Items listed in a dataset
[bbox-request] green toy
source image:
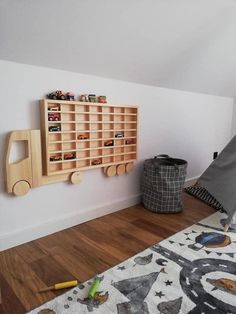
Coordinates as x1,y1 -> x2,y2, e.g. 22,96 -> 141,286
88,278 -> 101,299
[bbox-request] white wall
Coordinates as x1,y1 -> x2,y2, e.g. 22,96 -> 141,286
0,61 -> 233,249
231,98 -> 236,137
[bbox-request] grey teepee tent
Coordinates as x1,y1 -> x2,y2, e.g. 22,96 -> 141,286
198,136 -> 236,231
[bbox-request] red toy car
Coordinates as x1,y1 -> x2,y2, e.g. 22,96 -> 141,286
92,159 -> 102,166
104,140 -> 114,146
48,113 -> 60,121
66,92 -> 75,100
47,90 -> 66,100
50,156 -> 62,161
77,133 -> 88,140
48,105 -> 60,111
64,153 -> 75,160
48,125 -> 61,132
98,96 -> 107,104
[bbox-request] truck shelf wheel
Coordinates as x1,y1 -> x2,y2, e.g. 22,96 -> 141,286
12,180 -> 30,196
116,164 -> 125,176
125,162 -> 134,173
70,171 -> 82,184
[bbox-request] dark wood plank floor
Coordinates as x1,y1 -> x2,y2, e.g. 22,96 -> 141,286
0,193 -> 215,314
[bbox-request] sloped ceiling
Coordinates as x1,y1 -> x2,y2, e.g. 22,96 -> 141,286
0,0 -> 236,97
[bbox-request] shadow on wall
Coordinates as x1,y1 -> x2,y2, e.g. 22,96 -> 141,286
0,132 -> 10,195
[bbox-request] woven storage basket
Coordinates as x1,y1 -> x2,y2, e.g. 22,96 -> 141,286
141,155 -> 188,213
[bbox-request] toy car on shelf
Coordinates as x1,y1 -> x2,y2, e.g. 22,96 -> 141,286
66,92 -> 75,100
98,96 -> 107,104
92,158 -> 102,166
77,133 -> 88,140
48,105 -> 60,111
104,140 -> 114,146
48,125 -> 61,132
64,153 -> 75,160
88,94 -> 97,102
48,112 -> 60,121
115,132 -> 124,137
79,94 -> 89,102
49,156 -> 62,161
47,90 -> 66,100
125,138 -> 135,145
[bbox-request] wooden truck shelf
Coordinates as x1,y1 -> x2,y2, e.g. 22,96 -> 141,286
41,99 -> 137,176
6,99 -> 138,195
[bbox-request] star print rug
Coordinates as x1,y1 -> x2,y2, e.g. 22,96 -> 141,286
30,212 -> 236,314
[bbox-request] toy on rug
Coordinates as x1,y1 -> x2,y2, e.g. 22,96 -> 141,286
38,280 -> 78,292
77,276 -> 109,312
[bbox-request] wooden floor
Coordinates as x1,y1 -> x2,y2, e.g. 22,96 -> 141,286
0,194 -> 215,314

TO BE DONE:
Rewrite the items that begin at the line containing "[bbox-request] dark wood plank floor" and stop after the line containing "0,0 -> 236,97", requests included. Offset every bounding-box coordinate in the answers by adding 112.

RESULT OF THE TASK:
[bbox-request] dark wood plank floor
Coordinates as x1,y1 -> x2,y2, e.g. 22,96 -> 141,286
112,305 -> 327,426
[bbox-request] sloped ceiling
Coordinates as x1,y1 -> x2,y2, e.g. 22,96 -> 141,286
112,112 -> 348,209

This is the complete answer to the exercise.